[WHAT IS BEING ASKED] Add 137 to every coordinate in the answer points on the lines between the one containing "Where can the car roof" and the one containing "point(208, 516)", inclusive. Write out all of those lines in full, with nothing else changed.

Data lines
========
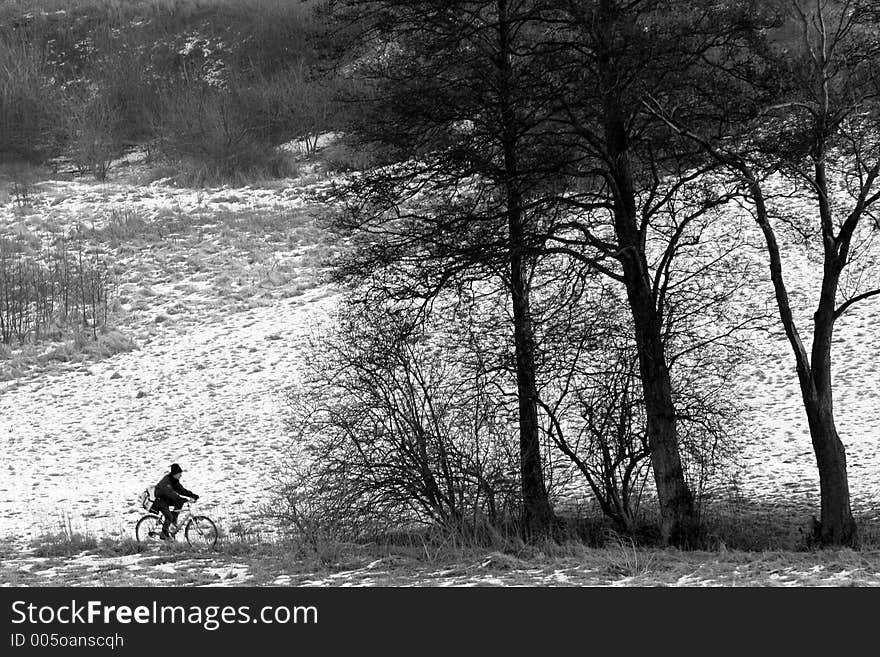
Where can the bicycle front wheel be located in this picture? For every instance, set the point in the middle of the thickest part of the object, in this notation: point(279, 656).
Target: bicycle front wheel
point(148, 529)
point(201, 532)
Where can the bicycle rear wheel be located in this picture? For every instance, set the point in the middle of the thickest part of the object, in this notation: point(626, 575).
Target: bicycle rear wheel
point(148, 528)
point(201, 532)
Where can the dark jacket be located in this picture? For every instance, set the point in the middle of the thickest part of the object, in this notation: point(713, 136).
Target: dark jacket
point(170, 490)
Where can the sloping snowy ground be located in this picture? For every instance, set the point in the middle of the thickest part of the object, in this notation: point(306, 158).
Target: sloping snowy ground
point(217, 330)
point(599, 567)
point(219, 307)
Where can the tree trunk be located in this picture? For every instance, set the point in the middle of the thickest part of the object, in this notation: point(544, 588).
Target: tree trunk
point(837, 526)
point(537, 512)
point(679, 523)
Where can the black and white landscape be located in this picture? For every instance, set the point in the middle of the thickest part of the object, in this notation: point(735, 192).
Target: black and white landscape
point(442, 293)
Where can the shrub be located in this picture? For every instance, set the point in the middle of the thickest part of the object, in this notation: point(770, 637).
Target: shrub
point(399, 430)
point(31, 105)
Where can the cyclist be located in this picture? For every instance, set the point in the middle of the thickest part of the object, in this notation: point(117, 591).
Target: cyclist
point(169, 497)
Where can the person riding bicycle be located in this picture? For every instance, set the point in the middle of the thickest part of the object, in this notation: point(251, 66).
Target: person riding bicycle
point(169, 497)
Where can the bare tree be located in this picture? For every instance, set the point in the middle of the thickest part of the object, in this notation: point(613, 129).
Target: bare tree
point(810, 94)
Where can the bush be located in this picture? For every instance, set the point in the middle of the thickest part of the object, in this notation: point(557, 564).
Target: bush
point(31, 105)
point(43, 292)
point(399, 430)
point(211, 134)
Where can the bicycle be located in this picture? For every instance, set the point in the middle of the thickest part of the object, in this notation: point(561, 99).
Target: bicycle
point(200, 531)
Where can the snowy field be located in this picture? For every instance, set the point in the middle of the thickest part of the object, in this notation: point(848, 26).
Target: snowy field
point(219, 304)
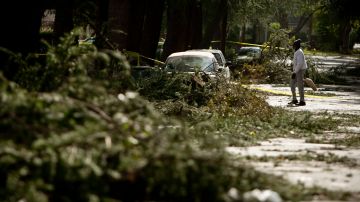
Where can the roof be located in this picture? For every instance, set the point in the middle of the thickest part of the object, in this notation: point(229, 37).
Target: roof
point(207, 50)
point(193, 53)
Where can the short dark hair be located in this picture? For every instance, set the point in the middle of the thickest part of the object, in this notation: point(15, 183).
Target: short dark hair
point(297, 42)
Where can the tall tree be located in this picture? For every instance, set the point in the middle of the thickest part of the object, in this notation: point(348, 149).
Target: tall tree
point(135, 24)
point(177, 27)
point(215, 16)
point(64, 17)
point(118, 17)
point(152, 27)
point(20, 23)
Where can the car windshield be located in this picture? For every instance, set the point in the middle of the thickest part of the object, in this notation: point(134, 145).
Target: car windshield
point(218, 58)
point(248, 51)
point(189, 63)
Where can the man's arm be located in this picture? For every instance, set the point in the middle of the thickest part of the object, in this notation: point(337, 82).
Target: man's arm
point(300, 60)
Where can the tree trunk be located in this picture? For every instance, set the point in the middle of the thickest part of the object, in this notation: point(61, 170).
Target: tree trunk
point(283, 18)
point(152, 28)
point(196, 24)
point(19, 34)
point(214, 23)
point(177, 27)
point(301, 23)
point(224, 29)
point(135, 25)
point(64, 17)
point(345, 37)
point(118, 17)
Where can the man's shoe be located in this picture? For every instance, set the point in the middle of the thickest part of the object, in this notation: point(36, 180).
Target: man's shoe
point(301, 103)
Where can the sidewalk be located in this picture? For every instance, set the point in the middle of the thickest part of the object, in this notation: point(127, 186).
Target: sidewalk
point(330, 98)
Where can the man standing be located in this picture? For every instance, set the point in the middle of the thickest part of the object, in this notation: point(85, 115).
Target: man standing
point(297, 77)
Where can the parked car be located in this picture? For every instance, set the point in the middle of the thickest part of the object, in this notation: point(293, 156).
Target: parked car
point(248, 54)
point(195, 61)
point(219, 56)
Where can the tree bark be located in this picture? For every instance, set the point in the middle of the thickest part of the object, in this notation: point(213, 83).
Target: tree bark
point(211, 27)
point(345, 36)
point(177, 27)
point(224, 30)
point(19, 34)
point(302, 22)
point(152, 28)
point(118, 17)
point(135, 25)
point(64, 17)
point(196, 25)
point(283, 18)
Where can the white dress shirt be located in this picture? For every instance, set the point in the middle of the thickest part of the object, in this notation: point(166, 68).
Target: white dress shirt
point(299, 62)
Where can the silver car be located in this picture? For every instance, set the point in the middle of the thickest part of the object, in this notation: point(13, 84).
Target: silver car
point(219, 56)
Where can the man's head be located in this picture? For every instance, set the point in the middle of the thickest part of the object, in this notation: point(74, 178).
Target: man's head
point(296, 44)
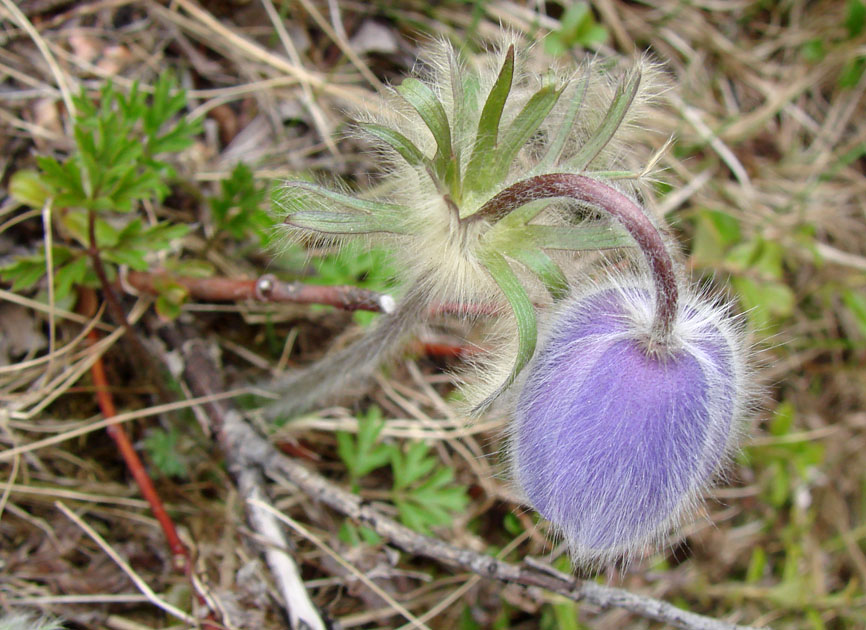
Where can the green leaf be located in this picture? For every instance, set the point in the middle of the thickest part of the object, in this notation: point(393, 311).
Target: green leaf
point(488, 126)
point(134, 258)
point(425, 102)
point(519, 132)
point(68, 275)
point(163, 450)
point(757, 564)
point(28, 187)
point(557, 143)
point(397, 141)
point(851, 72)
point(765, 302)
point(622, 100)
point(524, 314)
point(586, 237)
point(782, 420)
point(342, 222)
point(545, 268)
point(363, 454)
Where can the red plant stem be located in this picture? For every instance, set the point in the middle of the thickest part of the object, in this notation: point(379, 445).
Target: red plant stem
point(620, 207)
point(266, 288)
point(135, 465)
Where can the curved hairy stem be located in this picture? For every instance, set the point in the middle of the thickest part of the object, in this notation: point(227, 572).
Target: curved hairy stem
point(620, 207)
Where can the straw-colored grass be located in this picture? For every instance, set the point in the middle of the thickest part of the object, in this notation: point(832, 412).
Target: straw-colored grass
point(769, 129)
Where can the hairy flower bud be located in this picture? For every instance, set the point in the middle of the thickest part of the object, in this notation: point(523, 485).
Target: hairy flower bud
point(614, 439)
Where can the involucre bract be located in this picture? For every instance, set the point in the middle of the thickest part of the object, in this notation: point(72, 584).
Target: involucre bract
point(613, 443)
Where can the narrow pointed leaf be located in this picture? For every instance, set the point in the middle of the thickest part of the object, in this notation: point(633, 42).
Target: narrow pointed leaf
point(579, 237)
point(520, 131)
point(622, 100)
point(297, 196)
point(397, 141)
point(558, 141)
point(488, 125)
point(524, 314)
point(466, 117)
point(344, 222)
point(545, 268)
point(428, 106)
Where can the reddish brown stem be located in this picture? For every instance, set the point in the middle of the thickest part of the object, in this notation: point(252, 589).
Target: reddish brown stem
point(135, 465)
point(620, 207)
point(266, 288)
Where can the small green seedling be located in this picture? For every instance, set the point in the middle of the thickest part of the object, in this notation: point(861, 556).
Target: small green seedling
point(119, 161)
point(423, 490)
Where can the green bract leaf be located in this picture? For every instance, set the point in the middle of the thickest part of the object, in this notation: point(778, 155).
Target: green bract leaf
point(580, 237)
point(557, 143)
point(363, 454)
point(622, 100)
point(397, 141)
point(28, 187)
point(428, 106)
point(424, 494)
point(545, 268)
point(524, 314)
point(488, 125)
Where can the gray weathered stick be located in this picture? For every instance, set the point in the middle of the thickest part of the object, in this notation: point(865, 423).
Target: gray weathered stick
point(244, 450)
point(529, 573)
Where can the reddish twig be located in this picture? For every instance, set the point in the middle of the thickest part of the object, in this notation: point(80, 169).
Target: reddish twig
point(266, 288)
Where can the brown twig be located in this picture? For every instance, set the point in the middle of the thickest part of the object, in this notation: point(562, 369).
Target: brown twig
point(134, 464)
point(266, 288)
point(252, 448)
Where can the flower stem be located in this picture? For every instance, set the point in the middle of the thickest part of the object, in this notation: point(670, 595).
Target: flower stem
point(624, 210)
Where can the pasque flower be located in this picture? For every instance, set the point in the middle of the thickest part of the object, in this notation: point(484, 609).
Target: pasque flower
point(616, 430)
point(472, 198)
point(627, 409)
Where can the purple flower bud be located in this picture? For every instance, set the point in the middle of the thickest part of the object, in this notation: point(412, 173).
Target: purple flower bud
========
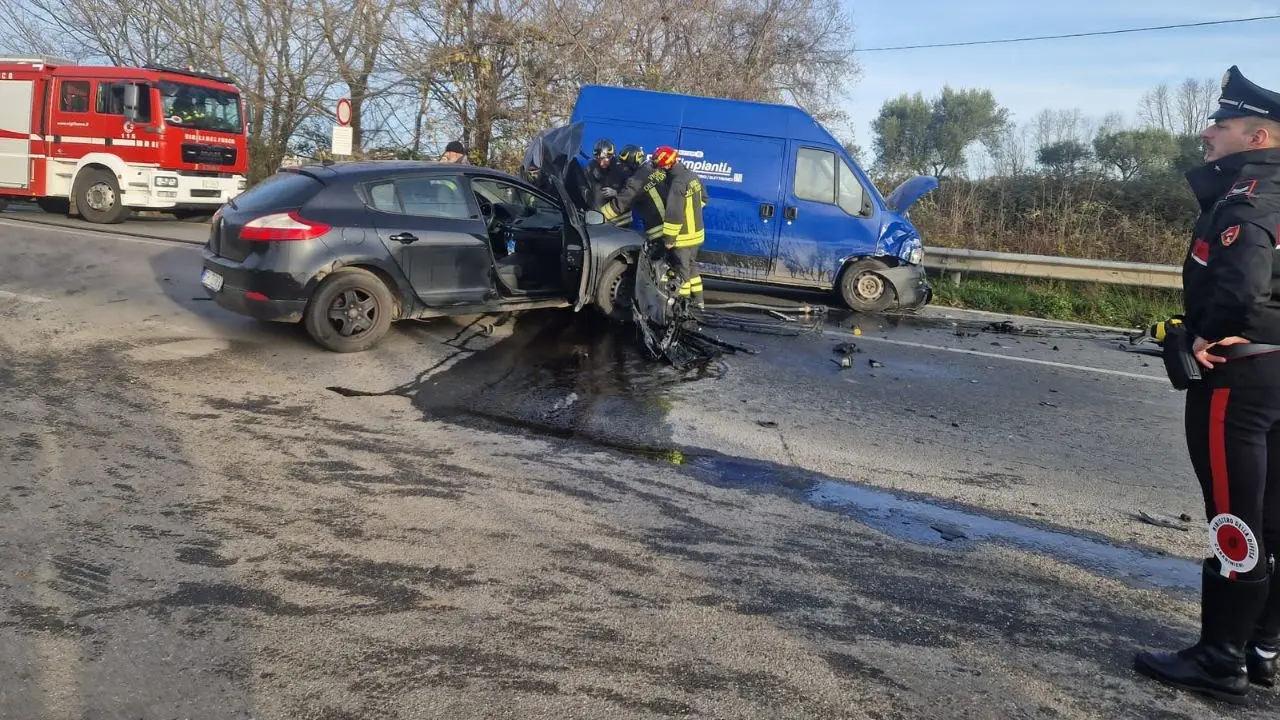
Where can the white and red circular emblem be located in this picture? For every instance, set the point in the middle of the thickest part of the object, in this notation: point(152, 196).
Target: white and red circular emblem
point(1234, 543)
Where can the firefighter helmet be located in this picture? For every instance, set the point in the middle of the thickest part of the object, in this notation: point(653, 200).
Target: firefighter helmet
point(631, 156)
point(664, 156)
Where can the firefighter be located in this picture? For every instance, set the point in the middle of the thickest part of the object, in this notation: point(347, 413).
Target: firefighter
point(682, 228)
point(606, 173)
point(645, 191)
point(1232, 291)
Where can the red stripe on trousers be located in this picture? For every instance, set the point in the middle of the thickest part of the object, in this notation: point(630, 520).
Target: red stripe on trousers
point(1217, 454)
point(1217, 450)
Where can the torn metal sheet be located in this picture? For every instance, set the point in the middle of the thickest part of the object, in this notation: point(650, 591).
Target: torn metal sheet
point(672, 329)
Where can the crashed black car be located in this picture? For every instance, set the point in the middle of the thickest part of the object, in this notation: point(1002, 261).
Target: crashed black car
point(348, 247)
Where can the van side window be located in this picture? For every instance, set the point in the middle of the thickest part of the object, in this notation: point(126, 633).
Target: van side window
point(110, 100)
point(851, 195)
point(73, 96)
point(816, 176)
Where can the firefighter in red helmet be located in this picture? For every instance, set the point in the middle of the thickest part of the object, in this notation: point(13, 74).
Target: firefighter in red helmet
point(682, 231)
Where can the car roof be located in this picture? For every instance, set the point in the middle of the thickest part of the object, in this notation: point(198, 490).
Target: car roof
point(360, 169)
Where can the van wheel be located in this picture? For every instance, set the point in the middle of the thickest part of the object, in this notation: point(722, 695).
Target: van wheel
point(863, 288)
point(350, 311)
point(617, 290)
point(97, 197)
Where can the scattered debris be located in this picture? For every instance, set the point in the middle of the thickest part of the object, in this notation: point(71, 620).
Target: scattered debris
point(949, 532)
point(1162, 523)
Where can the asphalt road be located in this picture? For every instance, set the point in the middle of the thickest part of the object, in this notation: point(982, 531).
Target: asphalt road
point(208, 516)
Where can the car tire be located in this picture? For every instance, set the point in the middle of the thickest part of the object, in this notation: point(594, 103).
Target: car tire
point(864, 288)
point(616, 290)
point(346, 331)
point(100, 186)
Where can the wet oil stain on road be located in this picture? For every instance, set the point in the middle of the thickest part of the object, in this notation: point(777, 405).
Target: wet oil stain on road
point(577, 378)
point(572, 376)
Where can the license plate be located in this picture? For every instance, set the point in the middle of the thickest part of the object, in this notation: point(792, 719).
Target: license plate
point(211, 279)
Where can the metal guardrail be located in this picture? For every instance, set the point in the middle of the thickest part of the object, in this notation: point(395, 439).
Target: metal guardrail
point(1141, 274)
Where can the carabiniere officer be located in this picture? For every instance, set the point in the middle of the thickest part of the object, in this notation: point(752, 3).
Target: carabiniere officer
========
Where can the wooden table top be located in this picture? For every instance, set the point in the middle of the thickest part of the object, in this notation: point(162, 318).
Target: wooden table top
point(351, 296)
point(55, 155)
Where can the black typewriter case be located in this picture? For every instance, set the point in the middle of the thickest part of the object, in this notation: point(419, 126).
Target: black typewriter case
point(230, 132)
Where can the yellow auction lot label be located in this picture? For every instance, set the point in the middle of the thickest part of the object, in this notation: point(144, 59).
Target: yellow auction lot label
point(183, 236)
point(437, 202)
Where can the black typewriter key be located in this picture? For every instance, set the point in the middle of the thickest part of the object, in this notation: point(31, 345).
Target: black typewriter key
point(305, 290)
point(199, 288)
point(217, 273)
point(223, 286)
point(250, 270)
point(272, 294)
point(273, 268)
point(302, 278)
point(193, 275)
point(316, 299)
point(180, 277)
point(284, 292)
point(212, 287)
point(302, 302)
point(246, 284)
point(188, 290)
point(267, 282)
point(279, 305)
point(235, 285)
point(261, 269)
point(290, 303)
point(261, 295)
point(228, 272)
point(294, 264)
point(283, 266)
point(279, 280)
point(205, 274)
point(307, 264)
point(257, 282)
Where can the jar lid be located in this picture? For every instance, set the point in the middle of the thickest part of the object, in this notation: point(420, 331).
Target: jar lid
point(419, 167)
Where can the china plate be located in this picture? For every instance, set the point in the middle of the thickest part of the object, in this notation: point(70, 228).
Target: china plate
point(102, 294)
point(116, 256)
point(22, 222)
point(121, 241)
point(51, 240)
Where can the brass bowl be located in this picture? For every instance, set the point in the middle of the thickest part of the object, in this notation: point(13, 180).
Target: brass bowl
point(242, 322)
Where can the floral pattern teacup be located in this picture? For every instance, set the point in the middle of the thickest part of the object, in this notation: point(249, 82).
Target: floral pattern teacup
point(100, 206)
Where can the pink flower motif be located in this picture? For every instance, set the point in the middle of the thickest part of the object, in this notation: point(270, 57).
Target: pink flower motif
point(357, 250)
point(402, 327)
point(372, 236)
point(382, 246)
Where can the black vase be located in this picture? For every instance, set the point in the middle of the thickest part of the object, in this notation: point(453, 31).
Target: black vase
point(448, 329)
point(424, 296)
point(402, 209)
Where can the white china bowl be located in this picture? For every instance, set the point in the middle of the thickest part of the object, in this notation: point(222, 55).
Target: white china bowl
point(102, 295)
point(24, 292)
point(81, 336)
========
[CORRECT RESULT]
Where can the car roof be located in this picture? For every instance, set the point in the middle of the thickest part of the object, in this notation: point(198, 490).
Target: car roof
point(497, 306)
Where can the van wheel be located in this picture? For every instance, set the point in the middle of the thickest part of the object, in this notation: point(722, 695).
Target: van wheel
point(1000, 425)
point(487, 448)
point(754, 427)
point(234, 334)
Where can the scattered debris be located in this picture? For every instance, set the point in the middle of the thickest part of the object, in this notation: point(71, 620).
Target: scattered debris
point(1086, 669)
point(1299, 660)
Where can the asphalt road be located in this picture? For every instance, set the point in the middle of the thickest part of the object, in this notation: point(982, 531).
Target: asphalt road
point(345, 653)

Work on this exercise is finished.